▸ **TASK PROMPT**
Reproduce exactly the lines beginning with the line that contains "point_to(query) puts a dot on the bare" and ending at the final line of the material below.

===== DATASET EXTRACT =====

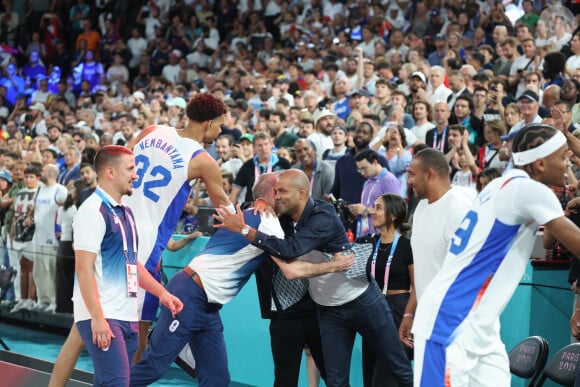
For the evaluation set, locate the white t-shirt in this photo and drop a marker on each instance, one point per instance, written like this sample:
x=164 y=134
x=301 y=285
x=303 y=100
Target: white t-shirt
x=332 y=289
x=228 y=260
x=45 y=207
x=137 y=48
x=573 y=63
x=64 y=220
x=420 y=131
x=485 y=263
x=433 y=227
x=520 y=63
x=321 y=141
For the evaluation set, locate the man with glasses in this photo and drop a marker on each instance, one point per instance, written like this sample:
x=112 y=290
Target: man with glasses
x=264 y=161
x=522 y=65
x=564 y=108
x=71 y=171
x=529 y=108
x=464 y=113
x=573 y=62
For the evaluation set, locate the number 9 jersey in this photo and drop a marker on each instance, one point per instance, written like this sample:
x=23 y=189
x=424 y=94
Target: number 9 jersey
x=161 y=190
x=486 y=260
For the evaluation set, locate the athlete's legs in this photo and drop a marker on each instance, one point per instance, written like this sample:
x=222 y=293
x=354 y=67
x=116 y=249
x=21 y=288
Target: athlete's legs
x=142 y=345
x=67 y=358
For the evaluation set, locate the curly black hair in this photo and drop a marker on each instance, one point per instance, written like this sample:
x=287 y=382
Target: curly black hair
x=205 y=107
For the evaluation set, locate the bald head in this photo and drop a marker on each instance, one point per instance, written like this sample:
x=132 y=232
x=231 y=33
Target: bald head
x=264 y=188
x=295 y=178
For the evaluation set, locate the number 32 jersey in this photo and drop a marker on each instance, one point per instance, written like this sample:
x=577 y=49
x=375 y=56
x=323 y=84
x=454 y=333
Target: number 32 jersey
x=161 y=189
x=487 y=257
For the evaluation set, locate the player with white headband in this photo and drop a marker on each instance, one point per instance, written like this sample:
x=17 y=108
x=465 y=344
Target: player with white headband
x=456 y=328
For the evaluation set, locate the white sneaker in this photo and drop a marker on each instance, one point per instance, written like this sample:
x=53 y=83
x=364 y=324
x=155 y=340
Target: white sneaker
x=50 y=309
x=29 y=304
x=20 y=305
x=39 y=307
x=17 y=307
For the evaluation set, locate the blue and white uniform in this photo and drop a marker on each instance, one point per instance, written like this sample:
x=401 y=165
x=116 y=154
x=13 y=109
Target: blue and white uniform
x=97 y=230
x=456 y=325
x=159 y=195
x=224 y=266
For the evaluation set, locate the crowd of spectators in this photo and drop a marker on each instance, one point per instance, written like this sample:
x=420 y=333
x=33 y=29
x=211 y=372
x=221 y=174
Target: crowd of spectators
x=308 y=84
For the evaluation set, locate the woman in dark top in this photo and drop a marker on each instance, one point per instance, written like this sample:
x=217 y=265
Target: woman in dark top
x=391 y=262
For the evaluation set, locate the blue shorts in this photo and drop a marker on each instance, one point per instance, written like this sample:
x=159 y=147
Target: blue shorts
x=148 y=303
x=112 y=367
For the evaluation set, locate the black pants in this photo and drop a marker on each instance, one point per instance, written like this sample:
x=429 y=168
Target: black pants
x=65 y=277
x=382 y=376
x=288 y=338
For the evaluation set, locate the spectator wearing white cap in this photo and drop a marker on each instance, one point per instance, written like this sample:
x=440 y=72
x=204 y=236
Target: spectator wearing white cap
x=171 y=70
x=529 y=104
x=117 y=72
x=418 y=87
x=439 y=92
x=323 y=123
x=39 y=124
x=42 y=93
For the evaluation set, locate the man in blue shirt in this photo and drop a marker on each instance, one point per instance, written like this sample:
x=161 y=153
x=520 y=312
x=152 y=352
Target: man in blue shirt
x=345 y=306
x=108 y=273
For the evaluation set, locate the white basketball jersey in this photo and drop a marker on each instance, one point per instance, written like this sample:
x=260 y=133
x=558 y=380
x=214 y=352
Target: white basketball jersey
x=486 y=260
x=161 y=189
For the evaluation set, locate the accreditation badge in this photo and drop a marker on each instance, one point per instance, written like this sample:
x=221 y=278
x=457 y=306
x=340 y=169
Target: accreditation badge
x=132 y=280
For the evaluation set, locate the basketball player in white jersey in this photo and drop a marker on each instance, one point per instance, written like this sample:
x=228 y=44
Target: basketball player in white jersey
x=168 y=161
x=456 y=328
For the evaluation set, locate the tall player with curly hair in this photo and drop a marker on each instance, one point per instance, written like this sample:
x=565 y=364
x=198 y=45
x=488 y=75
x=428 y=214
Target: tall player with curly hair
x=168 y=162
x=456 y=328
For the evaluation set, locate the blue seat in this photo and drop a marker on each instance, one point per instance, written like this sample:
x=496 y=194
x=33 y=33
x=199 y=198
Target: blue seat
x=562 y=368
x=528 y=358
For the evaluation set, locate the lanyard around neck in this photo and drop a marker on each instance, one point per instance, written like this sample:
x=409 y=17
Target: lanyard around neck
x=257 y=167
x=389 y=261
x=367 y=202
x=118 y=221
x=442 y=143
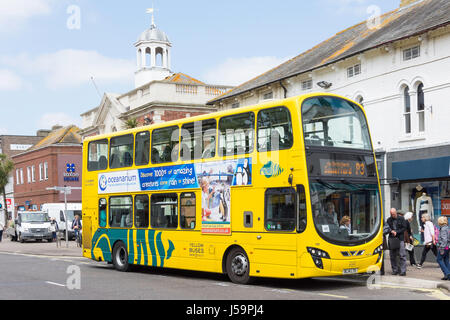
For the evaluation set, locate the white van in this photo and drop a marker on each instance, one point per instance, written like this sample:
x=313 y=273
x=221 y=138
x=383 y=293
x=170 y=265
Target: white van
x=56 y=211
x=33 y=225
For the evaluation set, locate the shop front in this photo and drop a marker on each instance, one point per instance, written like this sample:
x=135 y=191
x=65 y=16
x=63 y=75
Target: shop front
x=423 y=188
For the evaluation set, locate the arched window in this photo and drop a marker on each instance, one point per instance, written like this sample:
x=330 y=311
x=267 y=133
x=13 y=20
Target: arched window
x=159 y=57
x=407 y=110
x=148 y=57
x=421 y=107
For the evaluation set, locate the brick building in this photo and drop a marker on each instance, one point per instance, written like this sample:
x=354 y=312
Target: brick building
x=54 y=161
x=11 y=145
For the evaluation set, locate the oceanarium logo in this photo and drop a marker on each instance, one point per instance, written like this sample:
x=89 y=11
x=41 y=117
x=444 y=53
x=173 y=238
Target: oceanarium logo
x=102 y=183
x=116 y=182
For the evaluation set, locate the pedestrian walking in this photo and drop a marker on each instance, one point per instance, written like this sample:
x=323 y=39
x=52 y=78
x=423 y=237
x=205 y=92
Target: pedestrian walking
x=2 y=227
x=443 y=244
x=409 y=239
x=429 y=239
x=54 y=228
x=396 y=243
x=77 y=227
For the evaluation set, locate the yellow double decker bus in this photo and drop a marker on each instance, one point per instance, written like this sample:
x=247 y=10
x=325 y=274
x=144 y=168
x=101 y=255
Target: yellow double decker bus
x=285 y=189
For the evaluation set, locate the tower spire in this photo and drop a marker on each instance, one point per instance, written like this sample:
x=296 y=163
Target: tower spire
x=152 y=12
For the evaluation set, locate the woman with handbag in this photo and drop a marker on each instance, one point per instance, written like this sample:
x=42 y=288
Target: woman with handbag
x=430 y=240
x=443 y=247
x=396 y=243
x=409 y=245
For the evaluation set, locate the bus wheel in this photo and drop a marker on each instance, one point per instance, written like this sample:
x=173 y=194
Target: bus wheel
x=120 y=257
x=238 y=266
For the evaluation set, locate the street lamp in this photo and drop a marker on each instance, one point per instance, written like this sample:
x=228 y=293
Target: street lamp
x=66 y=191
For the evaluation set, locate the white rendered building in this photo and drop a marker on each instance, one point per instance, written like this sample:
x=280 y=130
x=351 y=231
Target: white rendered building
x=160 y=95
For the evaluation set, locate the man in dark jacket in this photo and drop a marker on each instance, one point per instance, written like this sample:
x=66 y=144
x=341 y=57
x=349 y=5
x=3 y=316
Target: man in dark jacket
x=397 y=226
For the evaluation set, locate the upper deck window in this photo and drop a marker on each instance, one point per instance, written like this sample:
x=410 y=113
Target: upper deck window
x=97 y=155
x=165 y=145
x=121 y=151
x=237 y=134
x=198 y=140
x=274 y=129
x=334 y=122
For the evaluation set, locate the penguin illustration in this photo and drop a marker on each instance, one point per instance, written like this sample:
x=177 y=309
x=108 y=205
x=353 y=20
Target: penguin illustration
x=246 y=173
x=239 y=177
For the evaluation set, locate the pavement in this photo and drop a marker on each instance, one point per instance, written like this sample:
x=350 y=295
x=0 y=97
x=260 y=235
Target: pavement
x=428 y=277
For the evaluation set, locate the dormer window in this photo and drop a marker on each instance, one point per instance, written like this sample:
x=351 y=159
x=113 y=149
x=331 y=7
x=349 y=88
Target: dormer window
x=268 y=95
x=411 y=53
x=354 y=71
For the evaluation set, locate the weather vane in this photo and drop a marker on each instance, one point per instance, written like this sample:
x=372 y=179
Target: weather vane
x=152 y=12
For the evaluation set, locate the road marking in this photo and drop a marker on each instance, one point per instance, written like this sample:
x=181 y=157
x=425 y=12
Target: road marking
x=333 y=296
x=55 y=284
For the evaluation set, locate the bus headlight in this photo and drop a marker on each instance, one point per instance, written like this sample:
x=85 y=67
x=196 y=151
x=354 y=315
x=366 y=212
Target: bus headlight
x=378 y=250
x=317 y=256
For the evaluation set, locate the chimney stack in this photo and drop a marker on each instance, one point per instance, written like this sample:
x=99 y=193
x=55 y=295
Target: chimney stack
x=405 y=3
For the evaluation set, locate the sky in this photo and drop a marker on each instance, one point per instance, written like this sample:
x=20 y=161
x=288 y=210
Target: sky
x=51 y=49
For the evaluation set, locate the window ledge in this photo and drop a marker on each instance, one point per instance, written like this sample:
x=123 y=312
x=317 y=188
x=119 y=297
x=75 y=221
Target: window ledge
x=412 y=138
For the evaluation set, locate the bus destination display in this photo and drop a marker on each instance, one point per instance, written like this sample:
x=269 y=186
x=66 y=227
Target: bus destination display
x=344 y=168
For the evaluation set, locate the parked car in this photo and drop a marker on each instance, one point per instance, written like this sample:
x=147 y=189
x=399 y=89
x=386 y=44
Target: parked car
x=56 y=211
x=33 y=225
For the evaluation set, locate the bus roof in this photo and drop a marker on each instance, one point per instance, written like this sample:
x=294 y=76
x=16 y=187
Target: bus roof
x=217 y=114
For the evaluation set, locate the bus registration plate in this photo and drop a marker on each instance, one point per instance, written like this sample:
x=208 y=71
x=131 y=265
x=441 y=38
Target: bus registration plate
x=350 y=271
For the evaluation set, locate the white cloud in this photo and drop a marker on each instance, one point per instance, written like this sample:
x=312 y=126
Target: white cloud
x=14 y=13
x=9 y=81
x=235 y=71
x=72 y=68
x=48 y=120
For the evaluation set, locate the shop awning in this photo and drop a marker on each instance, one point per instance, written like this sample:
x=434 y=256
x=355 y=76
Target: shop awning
x=421 y=169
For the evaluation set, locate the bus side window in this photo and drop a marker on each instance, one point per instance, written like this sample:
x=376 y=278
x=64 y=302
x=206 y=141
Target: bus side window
x=302 y=213
x=121 y=151
x=274 y=129
x=98 y=155
x=164 y=211
x=280 y=209
x=102 y=213
x=236 y=134
x=142 y=147
x=165 y=143
x=198 y=140
x=141 y=211
x=187 y=210
x=121 y=212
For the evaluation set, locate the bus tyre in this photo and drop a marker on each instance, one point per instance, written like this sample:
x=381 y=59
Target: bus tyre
x=120 y=257
x=238 y=266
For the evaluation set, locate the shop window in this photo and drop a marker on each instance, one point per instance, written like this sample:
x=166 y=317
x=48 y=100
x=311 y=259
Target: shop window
x=164 y=211
x=121 y=212
x=97 y=155
x=121 y=152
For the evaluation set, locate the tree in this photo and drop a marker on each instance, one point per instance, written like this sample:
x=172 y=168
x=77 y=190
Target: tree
x=6 y=166
x=131 y=123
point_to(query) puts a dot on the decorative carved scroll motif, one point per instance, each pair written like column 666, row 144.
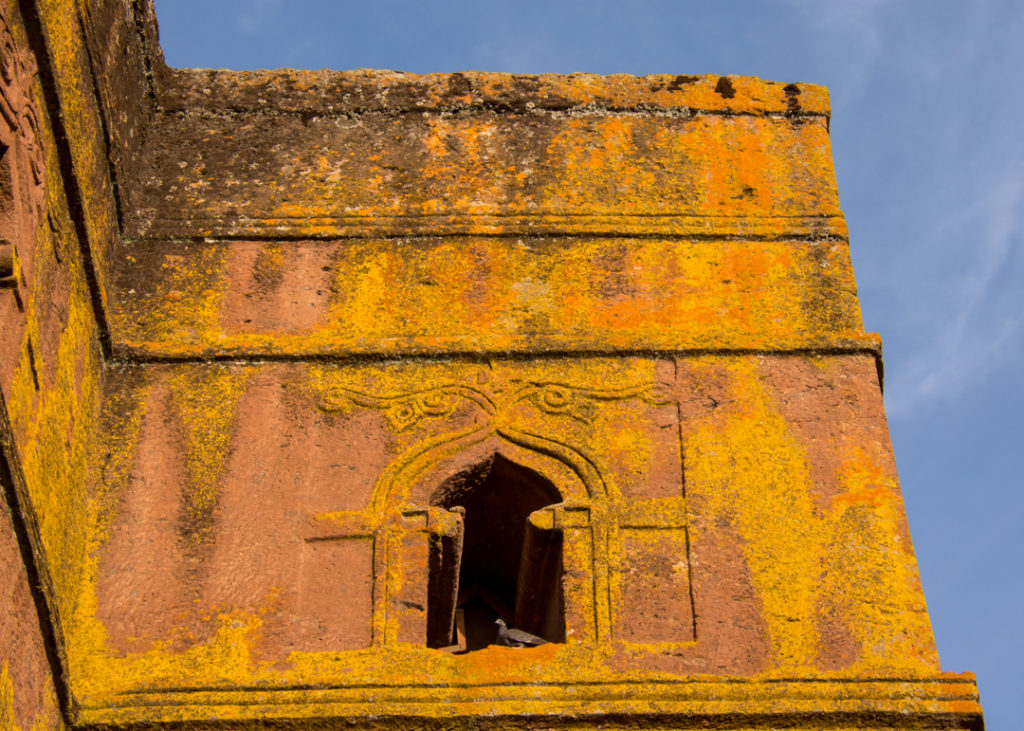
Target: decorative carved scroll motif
column 410, row 409
column 23, row 163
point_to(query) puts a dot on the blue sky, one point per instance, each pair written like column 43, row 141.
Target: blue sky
column 928, row 106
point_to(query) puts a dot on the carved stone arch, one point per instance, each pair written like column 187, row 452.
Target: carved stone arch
column 564, row 477
column 570, row 583
column 410, row 479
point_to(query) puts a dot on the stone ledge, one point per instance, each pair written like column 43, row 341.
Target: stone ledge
column 349, row 92
column 947, row 701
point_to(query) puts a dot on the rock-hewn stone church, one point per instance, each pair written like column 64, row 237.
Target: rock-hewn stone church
column 312, row 379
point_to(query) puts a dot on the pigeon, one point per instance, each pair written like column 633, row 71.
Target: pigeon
column 516, row 638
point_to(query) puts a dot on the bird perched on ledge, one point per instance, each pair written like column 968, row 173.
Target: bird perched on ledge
column 516, row 638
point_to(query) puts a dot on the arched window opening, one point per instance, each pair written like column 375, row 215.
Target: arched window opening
column 508, row 567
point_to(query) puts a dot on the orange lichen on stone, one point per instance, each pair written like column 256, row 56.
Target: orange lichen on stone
column 283, row 338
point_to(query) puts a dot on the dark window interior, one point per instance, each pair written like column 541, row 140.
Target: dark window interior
column 507, row 568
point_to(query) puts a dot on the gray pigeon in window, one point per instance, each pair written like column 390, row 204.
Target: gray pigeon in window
column 516, row 638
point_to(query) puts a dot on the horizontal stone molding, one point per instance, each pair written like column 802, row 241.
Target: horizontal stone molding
column 948, row 701
column 284, row 227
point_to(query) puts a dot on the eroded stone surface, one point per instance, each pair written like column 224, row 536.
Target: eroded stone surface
column 284, row 352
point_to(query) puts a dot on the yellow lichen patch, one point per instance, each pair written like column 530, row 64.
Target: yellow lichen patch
column 880, row 593
column 7, row 720
column 437, row 295
column 205, row 399
column 186, row 298
column 751, row 471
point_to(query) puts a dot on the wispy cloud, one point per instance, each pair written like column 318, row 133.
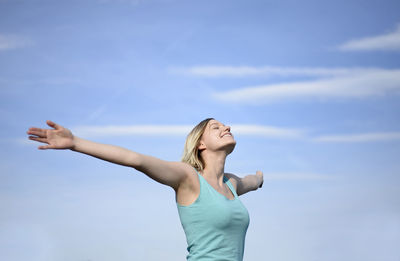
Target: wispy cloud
column 8, row 42
column 265, row 71
column 261, row 131
column 385, row 42
column 298, row 176
column 360, row 84
column 267, row 131
column 183, row 130
column 361, row 137
column 146, row 130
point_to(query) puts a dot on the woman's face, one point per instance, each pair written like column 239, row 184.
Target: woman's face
column 216, row 137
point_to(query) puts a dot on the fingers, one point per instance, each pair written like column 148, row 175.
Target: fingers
column 45, row 147
column 53, row 125
column 37, row 132
column 39, row 139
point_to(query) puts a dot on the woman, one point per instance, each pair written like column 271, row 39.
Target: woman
column 213, row 218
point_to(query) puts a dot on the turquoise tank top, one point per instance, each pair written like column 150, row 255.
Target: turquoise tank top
column 215, row 226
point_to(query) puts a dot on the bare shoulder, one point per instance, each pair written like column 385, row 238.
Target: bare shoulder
column 233, row 179
column 190, row 175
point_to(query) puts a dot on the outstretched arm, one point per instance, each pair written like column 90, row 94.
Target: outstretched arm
column 247, row 183
column 165, row 172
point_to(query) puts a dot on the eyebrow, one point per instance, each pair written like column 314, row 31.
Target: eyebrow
column 213, row 124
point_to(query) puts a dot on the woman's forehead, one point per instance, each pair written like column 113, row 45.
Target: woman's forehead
column 214, row 122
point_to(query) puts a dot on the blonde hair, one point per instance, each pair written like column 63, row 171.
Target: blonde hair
column 191, row 153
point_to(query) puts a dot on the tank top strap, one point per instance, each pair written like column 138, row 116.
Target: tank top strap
column 230, row 186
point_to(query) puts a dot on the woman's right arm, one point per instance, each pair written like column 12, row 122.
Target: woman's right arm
column 168, row 173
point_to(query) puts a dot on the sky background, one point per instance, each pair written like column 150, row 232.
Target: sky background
column 311, row 90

=====

▸ **SOLUTION TO THE PROBLEM**
point_to(query) puts a dot on the bare shoulder, one point per instance, each pair written like column 385, row 238.
Target: bare shoulder
column 233, row 179
column 190, row 175
point_to(query) puts a dot on the outstretched arm, one point per instance, each pair written like column 90, row 94.
Target: outstretched arm
column 247, row 183
column 165, row 172
point_to(query) puts a dot on the eyebrow, one point per instance, each pair written like column 314, row 31.
Target: eyebrow
column 213, row 124
point_to(query) puts a dot on the woman's forehead, one point per instance, each pair written like column 113, row 45.
Target: woman's forehead
column 214, row 122
point_to(query) puts a dot on the blonde hair, one point per instance, each pair written like column 63, row 171.
Target: blonde hair
column 191, row 153
point_to(query) puts a dot on the tank top strap, one point per instance, each pair written like column 138, row 116.
Target: tank top strap
column 230, row 186
point_to(query) puts a dot on the woman's right arm, one point per instance, each pair written like column 12, row 122.
Target: woman's right arm
column 168, row 173
point_to(query) puts a dot on the sky background, one point per instance, each pair written like column 150, row 232.
Target: sky background
column 311, row 90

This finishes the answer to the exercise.